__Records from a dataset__
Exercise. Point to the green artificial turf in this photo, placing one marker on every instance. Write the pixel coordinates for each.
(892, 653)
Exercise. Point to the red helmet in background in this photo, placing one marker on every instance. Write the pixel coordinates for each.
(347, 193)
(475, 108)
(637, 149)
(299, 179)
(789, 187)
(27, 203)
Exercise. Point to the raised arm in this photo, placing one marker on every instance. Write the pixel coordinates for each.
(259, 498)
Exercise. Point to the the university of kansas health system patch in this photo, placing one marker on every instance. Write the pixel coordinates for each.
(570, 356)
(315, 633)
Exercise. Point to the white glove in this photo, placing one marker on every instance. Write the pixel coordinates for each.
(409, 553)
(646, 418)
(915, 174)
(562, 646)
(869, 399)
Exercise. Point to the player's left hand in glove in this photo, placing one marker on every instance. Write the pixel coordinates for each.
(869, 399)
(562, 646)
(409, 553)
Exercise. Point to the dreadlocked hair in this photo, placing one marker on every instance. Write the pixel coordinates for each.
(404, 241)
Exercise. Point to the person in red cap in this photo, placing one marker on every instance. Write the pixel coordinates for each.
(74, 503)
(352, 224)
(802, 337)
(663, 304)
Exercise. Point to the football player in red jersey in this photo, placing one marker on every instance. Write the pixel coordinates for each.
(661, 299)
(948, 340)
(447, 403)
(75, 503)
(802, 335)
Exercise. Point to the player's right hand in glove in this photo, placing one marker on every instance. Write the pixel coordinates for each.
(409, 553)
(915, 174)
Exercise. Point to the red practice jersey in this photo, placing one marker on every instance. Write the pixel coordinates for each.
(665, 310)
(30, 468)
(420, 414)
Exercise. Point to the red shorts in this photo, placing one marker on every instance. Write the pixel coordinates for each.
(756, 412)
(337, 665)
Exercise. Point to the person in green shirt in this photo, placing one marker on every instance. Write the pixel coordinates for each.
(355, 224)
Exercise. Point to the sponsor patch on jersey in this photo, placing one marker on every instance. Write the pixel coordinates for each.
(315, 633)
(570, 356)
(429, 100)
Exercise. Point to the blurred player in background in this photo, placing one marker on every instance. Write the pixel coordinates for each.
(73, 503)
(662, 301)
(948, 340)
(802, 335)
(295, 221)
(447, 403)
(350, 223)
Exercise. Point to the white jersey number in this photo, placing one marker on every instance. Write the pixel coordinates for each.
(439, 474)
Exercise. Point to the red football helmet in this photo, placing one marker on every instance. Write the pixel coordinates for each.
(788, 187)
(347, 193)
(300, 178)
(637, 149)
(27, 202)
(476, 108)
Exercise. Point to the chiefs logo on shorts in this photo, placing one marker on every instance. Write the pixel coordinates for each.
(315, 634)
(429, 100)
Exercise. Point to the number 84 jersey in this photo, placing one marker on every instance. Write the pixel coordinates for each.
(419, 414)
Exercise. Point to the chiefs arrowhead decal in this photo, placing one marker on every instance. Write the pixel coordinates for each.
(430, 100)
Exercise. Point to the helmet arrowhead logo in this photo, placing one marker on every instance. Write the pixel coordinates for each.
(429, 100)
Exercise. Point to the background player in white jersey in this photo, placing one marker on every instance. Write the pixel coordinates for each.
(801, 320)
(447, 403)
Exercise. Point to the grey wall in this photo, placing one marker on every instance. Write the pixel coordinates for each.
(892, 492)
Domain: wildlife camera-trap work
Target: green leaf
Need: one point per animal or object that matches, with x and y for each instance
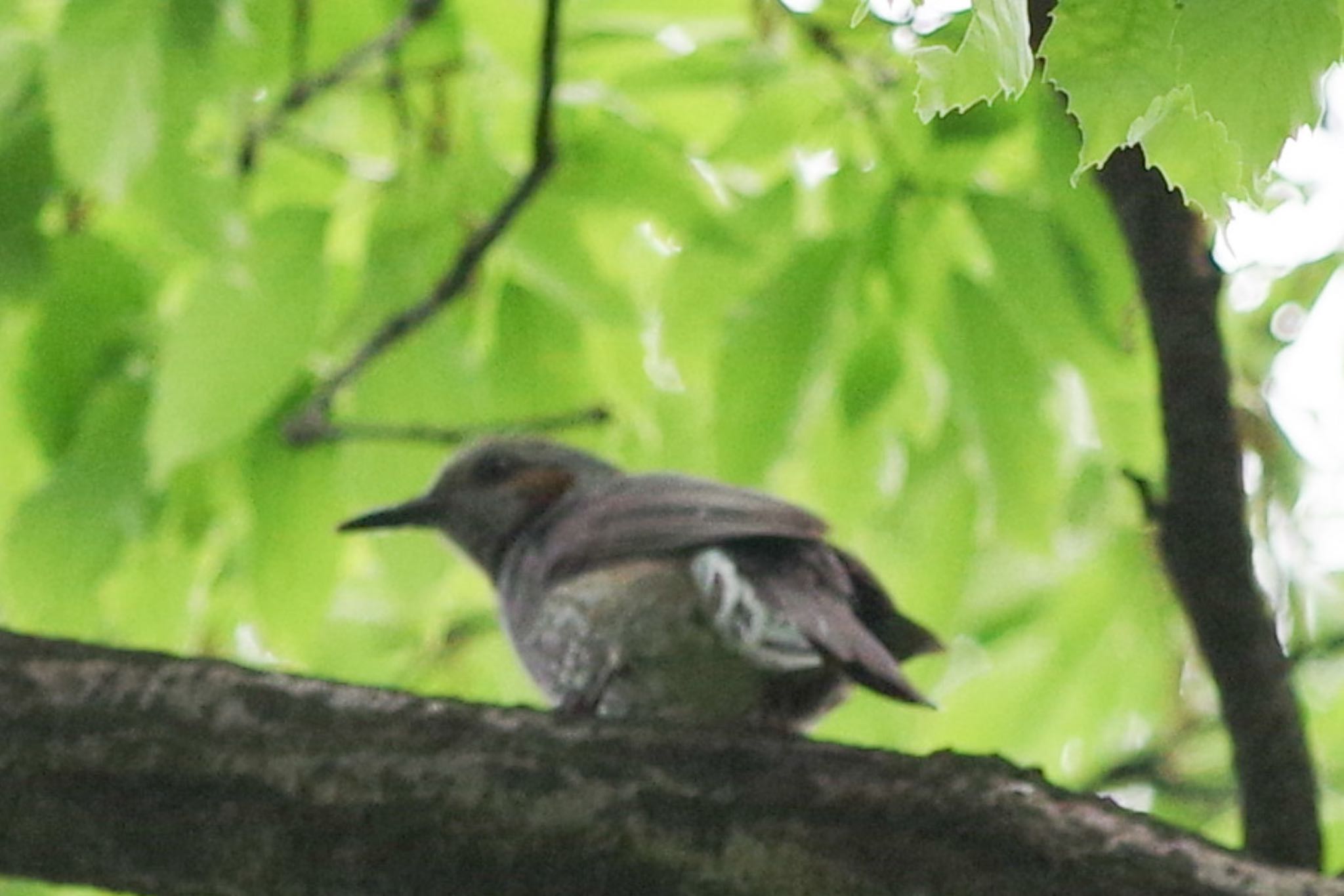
(1255, 68)
(66, 537)
(870, 373)
(765, 359)
(26, 175)
(87, 325)
(241, 340)
(1112, 61)
(104, 75)
(1194, 153)
(1004, 398)
(994, 60)
(295, 547)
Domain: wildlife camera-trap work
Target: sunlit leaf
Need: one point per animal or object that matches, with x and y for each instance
(240, 343)
(104, 75)
(994, 60)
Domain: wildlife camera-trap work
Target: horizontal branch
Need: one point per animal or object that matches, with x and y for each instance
(161, 775)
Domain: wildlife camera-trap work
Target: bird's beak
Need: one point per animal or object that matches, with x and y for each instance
(414, 512)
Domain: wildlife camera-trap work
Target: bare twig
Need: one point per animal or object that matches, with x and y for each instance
(1202, 521)
(300, 93)
(299, 41)
(304, 430)
(310, 421)
(1202, 528)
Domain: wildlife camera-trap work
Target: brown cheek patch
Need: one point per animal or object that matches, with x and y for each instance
(542, 485)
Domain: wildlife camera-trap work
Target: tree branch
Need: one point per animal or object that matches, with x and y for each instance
(1202, 525)
(1202, 521)
(161, 775)
(303, 91)
(455, 281)
(306, 430)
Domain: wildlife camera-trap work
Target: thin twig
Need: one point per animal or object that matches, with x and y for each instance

__Your task__
The lines in the entries above that carry the word "Target" must be copied.

__Exercise response__
Target: green leaf
Target: sunlit leaf
Target: horizontal branch
Target: bird's beak
Target: bare twig
Target: brown cheek patch
Target: tree branch
Target: thin twig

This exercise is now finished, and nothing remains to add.